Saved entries
★ ★ ★ ★

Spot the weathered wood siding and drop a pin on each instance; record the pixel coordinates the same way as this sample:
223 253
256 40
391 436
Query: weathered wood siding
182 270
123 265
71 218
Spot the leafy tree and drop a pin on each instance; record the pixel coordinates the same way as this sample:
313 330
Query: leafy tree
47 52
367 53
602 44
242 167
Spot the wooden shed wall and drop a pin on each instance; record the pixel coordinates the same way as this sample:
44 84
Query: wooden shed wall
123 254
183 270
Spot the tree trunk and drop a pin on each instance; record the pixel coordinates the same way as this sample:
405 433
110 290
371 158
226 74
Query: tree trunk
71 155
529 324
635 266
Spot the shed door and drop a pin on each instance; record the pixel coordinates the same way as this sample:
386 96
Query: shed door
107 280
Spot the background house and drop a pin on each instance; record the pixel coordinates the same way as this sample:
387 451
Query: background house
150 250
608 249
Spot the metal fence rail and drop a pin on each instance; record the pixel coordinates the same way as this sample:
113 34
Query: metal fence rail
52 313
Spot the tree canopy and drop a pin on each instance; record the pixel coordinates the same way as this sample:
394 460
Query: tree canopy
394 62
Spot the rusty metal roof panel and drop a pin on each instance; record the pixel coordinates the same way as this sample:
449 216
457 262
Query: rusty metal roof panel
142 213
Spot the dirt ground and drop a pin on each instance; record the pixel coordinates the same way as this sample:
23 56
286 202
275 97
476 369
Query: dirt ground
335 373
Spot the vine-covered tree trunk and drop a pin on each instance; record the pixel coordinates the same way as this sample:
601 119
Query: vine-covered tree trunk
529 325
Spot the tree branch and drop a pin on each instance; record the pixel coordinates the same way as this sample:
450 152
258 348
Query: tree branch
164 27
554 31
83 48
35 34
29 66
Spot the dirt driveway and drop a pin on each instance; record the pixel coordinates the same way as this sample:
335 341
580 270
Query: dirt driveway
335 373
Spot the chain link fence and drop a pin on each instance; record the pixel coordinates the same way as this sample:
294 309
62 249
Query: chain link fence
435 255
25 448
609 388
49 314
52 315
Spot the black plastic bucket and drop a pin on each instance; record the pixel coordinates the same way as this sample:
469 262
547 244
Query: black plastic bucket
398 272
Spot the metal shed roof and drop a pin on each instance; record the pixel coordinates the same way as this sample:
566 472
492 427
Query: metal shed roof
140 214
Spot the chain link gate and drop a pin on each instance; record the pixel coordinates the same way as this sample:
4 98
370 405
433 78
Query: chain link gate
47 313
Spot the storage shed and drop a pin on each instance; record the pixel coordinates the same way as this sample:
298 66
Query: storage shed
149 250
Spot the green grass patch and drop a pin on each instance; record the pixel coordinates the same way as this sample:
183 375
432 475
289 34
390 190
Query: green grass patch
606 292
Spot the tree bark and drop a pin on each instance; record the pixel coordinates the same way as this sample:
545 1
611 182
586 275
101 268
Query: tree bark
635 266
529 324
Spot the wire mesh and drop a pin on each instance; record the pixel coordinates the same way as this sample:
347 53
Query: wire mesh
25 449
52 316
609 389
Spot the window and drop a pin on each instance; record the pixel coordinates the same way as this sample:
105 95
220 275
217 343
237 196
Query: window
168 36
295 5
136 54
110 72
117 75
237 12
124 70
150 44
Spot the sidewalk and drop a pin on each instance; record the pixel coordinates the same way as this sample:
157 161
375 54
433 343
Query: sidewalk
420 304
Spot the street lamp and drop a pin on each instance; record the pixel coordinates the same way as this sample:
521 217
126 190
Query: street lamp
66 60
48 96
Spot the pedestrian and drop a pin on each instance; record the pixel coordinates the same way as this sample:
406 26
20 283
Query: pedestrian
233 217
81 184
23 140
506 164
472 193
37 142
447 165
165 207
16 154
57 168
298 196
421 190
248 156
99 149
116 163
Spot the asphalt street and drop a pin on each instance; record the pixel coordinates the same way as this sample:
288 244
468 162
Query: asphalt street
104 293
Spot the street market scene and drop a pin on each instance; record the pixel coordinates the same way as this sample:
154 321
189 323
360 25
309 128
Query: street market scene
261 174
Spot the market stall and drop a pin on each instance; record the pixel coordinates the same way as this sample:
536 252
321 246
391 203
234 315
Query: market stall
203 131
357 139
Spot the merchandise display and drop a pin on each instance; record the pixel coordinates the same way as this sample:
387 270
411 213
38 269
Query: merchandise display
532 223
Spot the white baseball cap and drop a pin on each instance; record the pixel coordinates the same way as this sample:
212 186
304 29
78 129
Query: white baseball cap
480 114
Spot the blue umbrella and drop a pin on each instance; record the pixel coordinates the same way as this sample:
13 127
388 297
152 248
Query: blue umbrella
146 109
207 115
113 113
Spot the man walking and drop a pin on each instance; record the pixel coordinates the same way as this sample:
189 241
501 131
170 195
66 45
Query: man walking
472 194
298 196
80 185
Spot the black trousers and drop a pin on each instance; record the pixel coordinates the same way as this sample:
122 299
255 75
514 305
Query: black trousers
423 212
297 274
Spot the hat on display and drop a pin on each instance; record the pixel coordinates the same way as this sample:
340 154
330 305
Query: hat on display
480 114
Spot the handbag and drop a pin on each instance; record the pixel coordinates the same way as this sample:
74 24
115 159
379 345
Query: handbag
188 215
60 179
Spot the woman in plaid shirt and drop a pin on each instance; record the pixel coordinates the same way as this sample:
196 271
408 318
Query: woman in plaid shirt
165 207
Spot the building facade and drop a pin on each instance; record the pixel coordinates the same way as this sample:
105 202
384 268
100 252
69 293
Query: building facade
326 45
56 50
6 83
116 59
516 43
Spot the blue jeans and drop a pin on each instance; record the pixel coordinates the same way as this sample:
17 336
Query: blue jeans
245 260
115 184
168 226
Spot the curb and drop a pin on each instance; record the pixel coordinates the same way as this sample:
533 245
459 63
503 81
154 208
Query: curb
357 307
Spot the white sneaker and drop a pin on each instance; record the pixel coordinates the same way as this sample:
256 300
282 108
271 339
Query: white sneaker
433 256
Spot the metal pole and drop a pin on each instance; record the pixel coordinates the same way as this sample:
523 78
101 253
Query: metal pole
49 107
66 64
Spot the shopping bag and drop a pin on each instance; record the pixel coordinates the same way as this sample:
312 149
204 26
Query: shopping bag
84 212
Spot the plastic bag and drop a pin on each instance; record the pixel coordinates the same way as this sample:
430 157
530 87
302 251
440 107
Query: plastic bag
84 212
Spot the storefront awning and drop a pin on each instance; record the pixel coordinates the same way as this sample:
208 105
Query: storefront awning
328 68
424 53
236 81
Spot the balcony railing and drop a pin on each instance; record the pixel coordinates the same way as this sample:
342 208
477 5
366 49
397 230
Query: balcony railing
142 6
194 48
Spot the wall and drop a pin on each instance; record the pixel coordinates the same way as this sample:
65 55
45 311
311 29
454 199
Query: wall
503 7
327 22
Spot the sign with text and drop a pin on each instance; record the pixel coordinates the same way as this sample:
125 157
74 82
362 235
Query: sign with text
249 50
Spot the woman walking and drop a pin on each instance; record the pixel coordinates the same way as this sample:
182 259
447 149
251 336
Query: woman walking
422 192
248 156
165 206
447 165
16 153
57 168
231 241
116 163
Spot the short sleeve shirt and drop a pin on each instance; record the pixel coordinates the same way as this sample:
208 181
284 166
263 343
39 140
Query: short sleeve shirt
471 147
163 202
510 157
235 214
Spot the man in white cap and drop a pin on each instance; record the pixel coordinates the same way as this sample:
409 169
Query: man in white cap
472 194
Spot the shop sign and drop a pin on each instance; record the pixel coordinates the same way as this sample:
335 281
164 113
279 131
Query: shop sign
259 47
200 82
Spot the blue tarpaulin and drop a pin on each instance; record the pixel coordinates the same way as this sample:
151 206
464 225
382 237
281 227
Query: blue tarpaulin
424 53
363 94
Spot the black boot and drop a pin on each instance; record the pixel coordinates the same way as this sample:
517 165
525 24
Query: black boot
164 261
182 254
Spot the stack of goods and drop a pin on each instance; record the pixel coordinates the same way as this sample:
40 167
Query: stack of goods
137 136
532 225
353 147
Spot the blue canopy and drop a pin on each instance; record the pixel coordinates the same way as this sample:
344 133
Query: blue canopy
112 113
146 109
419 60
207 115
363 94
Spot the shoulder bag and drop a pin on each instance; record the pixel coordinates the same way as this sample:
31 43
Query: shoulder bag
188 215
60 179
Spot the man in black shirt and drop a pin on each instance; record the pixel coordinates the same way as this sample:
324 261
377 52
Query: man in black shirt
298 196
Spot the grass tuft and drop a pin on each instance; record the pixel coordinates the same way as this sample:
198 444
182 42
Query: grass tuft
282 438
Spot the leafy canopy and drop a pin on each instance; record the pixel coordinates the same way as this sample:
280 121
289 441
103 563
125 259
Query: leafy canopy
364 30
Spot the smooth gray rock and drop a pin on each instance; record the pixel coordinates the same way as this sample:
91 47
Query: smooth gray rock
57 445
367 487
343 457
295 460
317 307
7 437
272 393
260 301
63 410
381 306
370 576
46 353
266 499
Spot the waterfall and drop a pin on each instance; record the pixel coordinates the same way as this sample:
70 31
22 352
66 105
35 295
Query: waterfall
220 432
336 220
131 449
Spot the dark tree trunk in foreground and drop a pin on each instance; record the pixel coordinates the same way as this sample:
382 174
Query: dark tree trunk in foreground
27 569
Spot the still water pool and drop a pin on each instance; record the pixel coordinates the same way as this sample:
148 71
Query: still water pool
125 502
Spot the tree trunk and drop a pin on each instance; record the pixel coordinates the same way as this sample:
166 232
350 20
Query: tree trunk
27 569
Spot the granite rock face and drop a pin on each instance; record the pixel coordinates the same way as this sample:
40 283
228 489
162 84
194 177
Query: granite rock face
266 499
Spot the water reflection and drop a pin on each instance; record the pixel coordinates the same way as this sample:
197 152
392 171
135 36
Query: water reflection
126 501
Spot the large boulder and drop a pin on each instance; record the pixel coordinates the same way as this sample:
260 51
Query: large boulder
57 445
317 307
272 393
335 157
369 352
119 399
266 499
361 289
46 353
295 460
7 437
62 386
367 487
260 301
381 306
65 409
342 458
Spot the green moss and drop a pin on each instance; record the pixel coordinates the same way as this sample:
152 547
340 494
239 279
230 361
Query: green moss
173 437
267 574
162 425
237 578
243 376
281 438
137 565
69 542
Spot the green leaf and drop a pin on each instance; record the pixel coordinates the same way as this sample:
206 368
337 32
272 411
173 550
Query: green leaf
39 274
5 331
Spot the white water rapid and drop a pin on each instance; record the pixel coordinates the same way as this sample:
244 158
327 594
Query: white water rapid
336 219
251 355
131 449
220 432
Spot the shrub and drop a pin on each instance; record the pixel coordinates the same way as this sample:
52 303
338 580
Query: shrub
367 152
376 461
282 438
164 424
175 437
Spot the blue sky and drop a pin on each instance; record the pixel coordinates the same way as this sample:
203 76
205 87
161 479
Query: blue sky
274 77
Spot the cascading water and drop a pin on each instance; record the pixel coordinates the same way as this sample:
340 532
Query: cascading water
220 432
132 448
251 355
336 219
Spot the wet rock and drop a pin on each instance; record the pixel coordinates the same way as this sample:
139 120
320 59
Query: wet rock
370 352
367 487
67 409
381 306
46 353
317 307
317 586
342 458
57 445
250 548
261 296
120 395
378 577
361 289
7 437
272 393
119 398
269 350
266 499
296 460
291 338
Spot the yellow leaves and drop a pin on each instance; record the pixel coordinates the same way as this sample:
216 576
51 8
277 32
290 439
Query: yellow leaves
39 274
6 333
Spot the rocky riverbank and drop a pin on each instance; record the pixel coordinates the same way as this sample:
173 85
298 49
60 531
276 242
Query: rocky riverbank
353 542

★ ★ ★ ★

* _WHAT IS EXPECTED_
Repeat the entries above exactly, from the first line through the line containing "Spot the leafy tree".

* _ANSWER SECTION_
Spot the weathered wood siding and drop a pin on each instance; record the pixel coordinates the same way as this sample:
223 253
256 40
391 436
Query: weathered wood siding
182 270
123 265
71 218
Spot the leafy tree and drop a pin on each instance; record the pixel coordinates the same way as this sample:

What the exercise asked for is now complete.